HOW TO COMPLETE THIS TASK: Count how many lines in the data hold the word "shirt", and give that number alone.

RECORDS PROVIDED:
=======

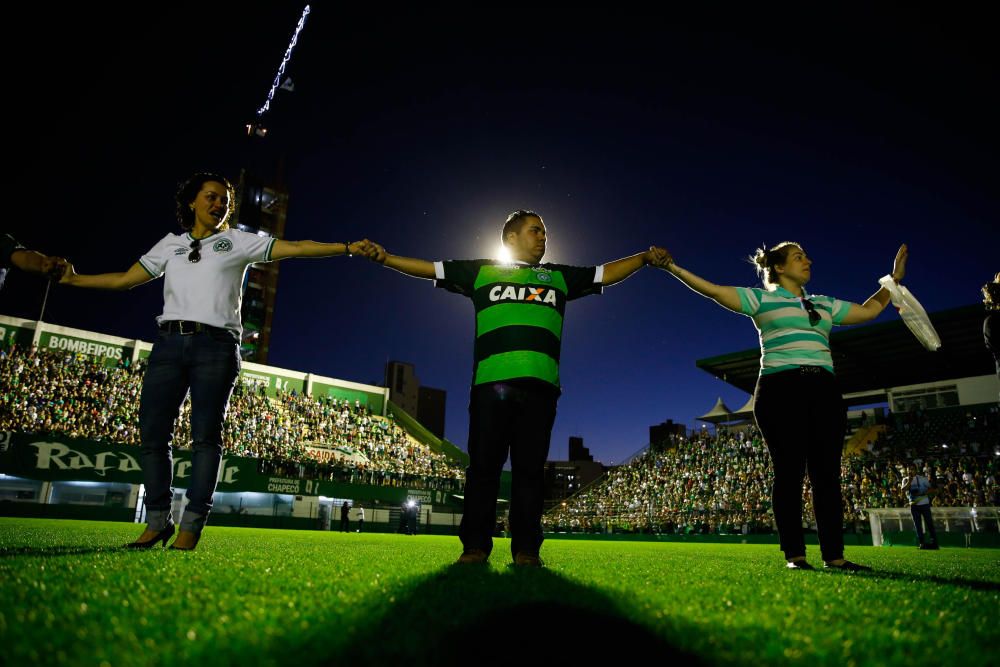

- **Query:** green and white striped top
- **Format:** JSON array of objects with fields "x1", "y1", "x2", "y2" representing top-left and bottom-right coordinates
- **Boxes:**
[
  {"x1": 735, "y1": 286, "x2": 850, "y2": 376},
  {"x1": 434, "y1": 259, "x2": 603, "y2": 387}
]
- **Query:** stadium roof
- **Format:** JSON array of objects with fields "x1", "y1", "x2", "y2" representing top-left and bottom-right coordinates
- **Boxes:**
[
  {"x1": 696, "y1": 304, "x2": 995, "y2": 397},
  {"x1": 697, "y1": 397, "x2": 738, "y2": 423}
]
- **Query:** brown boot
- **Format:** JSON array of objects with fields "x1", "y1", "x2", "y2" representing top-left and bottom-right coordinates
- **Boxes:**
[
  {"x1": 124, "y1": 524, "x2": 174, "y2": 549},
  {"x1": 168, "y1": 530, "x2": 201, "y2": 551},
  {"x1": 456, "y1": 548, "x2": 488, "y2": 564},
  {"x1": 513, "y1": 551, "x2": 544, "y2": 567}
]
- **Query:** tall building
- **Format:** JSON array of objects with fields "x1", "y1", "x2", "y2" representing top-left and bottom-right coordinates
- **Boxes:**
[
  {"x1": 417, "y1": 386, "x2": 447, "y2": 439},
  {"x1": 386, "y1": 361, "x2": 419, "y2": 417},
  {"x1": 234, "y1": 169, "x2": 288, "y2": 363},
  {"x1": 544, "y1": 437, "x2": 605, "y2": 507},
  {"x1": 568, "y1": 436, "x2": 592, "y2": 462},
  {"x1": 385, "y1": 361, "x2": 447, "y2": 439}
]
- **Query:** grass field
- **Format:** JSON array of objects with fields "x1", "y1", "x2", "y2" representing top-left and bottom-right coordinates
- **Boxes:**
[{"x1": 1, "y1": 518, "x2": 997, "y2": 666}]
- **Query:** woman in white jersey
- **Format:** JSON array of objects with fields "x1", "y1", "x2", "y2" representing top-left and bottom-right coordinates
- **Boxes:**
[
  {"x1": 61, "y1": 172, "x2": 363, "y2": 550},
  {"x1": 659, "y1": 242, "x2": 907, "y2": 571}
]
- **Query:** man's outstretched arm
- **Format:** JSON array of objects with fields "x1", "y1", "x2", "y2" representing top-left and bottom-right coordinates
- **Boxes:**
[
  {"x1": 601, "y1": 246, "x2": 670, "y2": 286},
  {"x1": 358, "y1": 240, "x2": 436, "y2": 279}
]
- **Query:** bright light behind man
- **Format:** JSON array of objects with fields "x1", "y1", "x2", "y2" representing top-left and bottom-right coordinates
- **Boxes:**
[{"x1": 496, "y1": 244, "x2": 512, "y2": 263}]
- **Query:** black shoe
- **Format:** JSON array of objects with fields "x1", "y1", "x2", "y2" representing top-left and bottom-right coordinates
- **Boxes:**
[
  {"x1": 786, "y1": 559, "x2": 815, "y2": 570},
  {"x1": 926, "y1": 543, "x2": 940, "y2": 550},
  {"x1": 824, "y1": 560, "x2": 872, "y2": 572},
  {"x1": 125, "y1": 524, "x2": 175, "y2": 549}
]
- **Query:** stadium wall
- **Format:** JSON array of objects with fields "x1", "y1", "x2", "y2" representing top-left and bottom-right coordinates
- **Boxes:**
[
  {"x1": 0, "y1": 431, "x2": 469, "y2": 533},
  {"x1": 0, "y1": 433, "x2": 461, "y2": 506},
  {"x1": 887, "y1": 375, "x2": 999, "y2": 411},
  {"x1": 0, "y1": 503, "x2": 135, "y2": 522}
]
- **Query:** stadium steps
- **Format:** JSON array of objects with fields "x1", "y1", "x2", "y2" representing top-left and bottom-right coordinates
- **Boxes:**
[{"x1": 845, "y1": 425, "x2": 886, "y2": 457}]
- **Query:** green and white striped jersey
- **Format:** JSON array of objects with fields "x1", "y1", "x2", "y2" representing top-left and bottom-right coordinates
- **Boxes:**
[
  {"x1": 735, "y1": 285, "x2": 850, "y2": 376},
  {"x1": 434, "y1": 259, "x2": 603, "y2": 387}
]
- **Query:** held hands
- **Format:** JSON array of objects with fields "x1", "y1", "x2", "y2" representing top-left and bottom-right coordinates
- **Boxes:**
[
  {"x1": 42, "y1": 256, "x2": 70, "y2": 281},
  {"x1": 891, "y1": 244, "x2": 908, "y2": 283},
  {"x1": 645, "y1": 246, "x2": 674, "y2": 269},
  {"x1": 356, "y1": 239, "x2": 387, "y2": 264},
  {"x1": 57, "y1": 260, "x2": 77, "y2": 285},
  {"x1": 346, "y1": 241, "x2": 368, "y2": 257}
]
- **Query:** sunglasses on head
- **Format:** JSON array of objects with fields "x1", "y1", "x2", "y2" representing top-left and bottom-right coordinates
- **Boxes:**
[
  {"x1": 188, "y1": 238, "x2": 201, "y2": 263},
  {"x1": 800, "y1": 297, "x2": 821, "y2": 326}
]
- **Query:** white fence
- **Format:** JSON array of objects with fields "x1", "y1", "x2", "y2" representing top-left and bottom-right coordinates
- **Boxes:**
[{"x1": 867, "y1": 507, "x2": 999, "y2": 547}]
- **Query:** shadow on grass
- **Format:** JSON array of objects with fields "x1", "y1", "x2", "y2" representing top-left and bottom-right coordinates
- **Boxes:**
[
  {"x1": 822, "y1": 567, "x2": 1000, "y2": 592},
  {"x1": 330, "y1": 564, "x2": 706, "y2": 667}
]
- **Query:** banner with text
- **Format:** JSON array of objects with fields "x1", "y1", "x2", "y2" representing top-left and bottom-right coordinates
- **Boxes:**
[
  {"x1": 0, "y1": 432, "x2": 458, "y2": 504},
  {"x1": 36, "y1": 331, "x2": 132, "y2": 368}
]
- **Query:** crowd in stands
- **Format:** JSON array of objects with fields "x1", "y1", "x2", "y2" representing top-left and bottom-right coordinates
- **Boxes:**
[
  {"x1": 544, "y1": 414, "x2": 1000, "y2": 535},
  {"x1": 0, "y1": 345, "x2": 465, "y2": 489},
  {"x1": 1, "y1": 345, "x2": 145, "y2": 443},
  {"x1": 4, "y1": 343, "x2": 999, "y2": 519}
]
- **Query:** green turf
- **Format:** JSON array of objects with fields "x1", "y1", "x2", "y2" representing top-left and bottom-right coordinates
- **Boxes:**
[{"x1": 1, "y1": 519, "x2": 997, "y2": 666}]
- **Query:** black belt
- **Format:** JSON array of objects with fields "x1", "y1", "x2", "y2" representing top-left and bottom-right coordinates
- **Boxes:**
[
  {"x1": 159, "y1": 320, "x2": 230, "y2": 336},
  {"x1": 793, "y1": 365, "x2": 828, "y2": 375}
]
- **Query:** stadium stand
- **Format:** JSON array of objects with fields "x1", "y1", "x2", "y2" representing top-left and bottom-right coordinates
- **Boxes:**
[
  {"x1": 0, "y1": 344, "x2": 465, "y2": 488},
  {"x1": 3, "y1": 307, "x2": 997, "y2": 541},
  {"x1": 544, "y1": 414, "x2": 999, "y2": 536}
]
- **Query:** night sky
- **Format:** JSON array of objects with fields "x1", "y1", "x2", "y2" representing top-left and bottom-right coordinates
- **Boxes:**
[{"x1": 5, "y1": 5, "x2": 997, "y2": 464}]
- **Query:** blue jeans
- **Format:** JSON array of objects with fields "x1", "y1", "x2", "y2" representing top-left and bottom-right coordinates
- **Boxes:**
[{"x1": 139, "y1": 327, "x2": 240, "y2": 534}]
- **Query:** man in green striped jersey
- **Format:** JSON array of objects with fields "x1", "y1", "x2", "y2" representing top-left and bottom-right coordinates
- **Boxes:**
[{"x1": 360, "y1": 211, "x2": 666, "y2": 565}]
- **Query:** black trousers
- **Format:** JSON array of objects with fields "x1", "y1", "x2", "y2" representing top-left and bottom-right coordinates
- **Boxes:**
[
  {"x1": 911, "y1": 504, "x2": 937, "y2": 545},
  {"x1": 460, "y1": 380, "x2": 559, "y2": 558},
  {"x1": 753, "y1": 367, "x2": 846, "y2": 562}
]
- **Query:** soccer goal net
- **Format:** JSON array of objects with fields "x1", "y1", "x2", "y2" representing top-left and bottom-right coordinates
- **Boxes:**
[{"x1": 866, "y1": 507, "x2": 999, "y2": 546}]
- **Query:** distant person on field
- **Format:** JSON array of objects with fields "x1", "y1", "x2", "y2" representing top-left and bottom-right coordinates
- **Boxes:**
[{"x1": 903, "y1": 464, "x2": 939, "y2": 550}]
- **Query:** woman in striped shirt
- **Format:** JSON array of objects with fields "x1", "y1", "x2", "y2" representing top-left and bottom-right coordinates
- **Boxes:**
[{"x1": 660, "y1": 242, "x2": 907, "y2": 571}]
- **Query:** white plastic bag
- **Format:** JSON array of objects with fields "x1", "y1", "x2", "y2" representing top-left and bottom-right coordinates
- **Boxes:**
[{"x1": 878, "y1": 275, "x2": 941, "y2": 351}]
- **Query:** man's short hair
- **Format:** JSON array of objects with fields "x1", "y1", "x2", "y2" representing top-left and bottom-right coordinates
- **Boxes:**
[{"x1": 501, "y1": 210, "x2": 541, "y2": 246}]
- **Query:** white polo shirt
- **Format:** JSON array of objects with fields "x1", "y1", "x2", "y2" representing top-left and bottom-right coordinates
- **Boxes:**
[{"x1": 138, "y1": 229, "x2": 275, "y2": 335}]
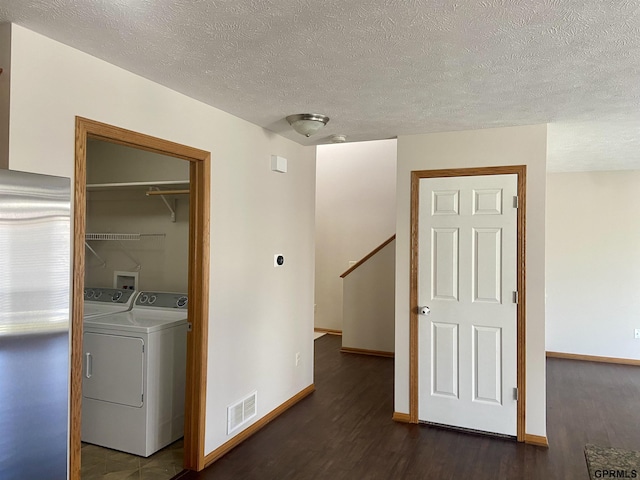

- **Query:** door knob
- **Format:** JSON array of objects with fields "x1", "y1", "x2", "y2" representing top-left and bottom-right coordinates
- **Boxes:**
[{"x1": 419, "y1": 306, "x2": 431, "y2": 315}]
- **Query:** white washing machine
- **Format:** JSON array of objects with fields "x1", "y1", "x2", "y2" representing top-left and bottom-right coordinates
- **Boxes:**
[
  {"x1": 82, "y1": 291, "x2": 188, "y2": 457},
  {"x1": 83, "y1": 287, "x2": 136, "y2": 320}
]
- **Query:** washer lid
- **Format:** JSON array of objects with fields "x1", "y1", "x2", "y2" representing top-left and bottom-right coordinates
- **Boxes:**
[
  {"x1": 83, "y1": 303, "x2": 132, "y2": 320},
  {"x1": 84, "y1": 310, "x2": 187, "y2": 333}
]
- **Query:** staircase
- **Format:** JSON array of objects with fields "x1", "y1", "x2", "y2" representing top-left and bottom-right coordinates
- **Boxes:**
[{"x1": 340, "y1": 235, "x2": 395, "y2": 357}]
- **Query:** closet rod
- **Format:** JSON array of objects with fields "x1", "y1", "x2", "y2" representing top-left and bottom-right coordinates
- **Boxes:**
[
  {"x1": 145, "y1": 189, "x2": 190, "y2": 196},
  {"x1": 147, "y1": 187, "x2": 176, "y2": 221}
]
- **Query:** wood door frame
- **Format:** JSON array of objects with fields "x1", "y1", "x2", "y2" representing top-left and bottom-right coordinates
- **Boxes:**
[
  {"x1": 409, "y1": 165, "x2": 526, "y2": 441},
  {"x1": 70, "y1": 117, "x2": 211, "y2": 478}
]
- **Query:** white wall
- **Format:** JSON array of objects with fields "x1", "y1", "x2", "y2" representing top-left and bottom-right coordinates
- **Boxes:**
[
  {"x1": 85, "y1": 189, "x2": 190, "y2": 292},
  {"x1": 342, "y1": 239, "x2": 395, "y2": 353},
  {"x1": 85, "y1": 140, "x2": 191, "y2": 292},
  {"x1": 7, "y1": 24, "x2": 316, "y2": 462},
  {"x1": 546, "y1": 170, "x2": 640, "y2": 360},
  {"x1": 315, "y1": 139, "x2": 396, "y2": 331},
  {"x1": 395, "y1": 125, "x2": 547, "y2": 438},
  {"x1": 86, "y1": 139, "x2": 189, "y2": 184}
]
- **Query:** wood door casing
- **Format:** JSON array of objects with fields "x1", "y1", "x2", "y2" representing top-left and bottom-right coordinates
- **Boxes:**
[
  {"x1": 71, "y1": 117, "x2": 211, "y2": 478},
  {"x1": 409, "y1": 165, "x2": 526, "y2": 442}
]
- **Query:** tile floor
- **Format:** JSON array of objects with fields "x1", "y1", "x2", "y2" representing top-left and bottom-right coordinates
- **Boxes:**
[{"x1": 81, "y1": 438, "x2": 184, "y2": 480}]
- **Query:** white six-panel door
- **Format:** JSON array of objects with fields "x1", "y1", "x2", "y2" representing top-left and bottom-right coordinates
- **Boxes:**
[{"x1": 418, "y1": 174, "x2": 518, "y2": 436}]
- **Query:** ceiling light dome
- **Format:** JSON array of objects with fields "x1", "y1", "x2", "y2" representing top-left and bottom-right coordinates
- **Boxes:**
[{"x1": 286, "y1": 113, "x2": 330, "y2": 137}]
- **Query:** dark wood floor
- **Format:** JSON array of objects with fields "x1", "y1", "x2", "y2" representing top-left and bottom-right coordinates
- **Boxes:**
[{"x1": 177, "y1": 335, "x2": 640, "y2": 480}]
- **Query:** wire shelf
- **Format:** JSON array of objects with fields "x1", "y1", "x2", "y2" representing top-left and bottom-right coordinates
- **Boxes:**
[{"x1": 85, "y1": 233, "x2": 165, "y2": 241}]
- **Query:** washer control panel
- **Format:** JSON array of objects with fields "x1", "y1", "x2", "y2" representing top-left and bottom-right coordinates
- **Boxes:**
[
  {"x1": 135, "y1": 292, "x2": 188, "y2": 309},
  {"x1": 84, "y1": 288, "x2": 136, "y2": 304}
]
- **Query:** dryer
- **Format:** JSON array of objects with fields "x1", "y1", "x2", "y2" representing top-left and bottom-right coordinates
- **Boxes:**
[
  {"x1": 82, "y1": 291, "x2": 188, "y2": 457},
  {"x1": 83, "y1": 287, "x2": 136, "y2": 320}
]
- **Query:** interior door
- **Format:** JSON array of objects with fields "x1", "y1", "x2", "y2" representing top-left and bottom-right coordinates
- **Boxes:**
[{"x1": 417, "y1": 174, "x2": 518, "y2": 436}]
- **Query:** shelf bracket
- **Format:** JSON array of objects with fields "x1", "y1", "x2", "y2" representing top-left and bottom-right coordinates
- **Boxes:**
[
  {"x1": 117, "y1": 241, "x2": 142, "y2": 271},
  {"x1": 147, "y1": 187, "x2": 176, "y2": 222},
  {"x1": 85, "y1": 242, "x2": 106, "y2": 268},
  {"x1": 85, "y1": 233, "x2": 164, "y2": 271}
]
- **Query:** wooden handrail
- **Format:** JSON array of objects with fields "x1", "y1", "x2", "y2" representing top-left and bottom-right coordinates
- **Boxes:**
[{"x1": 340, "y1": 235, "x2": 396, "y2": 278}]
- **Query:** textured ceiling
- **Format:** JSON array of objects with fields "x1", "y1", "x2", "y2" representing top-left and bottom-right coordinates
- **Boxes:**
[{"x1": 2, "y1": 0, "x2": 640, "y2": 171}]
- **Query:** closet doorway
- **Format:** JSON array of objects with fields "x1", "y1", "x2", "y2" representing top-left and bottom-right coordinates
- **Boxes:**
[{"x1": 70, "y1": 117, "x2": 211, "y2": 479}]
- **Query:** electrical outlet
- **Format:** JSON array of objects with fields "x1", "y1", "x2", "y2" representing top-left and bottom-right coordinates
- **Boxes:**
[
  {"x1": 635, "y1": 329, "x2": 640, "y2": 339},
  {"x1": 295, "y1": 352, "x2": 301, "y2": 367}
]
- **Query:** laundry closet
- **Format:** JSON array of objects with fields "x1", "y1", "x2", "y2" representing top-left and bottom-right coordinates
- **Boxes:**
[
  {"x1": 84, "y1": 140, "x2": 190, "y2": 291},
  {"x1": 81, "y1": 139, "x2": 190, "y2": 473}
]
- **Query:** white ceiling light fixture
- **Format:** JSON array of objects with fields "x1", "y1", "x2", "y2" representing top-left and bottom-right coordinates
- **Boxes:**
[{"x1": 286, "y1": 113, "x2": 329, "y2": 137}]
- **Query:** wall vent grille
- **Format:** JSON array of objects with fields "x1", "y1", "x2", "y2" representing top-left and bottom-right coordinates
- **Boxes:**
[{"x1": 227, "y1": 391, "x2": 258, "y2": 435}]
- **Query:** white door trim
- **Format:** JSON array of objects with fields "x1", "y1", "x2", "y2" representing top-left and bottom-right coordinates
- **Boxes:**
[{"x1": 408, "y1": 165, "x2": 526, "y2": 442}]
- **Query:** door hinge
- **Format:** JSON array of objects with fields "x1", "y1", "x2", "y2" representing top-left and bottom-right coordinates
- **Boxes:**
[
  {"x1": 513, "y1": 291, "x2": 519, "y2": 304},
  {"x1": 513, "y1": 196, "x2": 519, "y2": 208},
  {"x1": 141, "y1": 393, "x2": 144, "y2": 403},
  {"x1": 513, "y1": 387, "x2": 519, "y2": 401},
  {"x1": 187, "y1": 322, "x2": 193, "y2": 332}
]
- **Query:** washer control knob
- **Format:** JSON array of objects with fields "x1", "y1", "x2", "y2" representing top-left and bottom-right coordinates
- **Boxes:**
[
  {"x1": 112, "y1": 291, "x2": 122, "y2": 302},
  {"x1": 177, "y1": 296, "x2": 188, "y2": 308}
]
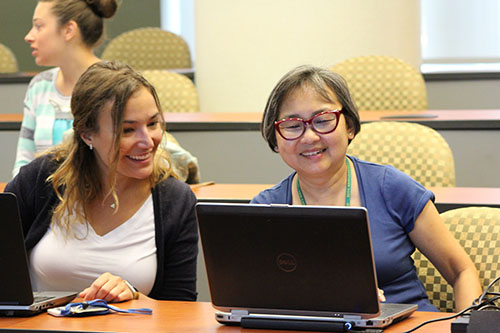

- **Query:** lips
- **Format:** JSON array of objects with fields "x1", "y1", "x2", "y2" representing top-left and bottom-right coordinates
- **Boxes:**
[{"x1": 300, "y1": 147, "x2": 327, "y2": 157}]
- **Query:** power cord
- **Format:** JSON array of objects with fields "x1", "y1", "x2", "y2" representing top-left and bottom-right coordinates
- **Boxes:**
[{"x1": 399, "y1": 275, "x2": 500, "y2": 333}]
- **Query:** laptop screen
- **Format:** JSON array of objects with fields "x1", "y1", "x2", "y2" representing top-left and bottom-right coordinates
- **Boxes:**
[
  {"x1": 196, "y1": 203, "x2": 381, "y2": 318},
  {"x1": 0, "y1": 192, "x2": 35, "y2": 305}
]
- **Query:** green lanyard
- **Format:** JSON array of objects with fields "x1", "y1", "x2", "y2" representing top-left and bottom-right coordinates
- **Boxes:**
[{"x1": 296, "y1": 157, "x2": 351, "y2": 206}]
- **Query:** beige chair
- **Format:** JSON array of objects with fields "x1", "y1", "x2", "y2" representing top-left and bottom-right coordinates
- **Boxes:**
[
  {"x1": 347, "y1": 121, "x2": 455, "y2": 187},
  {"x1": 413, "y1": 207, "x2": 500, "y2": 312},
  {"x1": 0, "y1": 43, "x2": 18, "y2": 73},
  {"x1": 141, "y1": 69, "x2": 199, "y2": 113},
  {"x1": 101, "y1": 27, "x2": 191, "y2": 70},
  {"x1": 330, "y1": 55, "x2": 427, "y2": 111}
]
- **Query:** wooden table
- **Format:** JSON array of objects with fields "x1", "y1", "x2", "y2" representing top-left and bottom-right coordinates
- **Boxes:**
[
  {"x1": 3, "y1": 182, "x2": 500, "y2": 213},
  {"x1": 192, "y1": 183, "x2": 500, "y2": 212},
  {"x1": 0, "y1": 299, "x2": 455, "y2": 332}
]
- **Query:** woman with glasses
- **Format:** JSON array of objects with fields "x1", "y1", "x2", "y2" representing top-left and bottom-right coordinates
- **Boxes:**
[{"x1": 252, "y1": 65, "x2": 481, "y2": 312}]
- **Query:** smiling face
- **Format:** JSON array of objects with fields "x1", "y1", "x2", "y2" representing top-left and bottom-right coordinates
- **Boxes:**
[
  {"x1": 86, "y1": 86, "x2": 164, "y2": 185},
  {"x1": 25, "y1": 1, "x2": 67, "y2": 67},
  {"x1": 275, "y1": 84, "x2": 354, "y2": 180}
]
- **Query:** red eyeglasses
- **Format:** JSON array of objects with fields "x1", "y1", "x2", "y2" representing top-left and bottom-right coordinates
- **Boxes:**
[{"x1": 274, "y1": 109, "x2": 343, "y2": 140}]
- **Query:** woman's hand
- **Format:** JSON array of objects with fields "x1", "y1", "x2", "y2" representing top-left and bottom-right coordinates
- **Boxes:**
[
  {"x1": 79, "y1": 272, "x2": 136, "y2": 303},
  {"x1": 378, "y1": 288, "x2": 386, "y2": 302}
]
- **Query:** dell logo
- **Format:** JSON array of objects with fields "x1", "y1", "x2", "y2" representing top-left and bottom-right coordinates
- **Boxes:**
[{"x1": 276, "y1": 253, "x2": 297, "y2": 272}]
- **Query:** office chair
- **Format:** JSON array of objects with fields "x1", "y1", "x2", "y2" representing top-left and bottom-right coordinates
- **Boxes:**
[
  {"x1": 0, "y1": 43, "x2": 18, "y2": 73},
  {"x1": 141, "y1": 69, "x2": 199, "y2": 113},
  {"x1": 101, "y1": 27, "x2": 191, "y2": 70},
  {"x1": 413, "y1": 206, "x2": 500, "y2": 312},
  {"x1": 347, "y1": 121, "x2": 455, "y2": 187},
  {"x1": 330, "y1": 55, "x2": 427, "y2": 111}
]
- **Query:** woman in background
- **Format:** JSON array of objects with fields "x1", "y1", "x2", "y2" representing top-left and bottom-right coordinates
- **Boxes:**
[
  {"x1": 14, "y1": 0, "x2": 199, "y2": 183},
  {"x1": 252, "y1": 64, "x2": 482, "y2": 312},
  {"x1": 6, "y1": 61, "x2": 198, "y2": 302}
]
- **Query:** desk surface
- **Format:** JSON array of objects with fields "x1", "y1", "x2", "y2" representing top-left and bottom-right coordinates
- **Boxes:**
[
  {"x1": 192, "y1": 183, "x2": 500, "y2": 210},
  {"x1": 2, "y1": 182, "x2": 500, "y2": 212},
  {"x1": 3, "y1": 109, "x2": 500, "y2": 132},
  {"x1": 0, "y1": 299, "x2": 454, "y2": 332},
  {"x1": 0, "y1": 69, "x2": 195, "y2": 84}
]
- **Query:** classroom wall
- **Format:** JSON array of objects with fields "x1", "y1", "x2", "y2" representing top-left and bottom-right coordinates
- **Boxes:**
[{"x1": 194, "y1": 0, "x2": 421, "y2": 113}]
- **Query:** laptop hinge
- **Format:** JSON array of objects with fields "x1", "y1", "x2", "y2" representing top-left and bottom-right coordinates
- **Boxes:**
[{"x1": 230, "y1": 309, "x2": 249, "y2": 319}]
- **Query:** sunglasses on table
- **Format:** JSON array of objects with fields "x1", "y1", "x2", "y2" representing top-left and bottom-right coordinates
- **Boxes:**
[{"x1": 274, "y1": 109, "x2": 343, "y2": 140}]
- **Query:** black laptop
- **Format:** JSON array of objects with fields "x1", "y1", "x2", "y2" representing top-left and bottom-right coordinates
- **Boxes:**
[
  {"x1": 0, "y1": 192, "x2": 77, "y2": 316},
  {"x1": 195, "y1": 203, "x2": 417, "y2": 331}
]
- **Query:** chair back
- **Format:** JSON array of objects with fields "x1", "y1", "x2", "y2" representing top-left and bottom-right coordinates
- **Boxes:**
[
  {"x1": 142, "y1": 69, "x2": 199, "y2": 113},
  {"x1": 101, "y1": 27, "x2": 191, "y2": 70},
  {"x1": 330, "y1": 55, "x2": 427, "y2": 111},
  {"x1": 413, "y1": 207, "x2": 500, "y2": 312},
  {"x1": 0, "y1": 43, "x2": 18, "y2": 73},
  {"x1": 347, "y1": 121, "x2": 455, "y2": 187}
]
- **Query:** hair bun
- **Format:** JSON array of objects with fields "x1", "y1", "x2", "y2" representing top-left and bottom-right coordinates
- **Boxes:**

=======

REPLY: 2